Your reply should be a single number, the count of lines in the records that contain "plank".

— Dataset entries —
***
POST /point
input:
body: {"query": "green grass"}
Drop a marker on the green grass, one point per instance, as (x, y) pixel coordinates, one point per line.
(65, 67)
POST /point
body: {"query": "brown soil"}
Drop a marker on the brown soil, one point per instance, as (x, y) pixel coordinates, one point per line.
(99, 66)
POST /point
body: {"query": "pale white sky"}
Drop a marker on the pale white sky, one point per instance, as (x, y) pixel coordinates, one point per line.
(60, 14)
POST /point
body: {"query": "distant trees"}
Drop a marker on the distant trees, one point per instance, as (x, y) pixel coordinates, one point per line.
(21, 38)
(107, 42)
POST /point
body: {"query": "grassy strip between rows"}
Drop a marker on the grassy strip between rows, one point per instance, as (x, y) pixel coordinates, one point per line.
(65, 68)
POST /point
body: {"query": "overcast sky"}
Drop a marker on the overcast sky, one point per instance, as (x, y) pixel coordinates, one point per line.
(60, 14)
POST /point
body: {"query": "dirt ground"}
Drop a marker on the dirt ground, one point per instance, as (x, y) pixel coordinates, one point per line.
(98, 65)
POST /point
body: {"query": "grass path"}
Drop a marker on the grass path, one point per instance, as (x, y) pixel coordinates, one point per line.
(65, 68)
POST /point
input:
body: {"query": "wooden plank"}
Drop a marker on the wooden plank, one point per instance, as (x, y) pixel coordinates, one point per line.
***
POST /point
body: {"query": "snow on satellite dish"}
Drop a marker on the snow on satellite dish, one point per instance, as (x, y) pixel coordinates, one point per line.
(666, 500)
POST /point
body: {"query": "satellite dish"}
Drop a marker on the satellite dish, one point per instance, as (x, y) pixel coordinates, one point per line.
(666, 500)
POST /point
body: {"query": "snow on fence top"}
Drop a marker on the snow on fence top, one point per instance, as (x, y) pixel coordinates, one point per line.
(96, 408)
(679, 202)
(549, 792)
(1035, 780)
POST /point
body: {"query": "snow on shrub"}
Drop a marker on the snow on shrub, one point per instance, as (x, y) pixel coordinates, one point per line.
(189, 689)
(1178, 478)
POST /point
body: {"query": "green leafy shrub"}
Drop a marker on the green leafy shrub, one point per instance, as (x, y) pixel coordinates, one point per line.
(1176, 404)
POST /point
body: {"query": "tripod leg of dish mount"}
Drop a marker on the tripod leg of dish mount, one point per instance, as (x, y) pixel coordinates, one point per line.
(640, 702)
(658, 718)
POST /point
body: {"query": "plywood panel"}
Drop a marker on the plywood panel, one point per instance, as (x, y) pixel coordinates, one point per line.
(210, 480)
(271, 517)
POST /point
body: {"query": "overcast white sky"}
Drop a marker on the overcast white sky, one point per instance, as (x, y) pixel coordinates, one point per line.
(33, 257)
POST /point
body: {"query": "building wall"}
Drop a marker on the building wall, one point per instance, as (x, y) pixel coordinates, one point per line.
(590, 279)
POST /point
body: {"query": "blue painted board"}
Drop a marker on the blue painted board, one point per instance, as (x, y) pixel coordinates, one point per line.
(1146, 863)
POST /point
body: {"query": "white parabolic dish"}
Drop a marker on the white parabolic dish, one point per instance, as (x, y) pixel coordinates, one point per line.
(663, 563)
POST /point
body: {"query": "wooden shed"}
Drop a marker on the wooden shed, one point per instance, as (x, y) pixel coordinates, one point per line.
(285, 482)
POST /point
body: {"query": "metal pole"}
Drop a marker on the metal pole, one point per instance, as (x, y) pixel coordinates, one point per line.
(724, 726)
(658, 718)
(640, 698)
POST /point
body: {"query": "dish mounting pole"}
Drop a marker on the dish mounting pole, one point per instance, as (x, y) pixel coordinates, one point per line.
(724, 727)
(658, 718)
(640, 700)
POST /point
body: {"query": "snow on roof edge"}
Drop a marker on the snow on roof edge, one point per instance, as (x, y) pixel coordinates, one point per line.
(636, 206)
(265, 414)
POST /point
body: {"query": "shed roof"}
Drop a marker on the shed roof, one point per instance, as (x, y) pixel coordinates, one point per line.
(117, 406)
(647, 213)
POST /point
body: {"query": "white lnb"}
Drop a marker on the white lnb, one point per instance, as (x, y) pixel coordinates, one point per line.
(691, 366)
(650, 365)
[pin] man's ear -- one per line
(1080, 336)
***
— Task solution —
2